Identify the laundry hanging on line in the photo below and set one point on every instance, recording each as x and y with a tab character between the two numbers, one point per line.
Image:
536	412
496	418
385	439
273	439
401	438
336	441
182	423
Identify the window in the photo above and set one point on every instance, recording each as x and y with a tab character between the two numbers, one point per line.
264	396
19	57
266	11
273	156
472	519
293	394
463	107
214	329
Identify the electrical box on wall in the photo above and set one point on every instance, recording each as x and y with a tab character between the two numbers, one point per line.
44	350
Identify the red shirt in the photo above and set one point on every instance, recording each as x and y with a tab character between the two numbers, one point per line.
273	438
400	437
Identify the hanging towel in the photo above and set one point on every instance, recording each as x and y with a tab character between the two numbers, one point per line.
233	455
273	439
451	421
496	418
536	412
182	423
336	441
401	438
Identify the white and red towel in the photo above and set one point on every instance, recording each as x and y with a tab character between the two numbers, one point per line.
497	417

Exercise: Every line from the one containing "Identify the red" through the end of the material above should be retyped exactly; please include nothing else.

Answer space:
Identify the red shirt in the photo above and set one point on every instance, recording each as x and y with a tab character between the two numbers, one point per line.
273	438
400	437
Identify the hanging towel in the photo above and set one point on every instance, recording each as x and y with a tab character between the two numbers, one point per line.
233	455
273	439
451	421
496	418
536	412
182	423
336	441
401	438
Identify the white and red towel in the photo above and set one point on every instance, recording each as x and y with a tab character between the two numbers, one point per line.
497	417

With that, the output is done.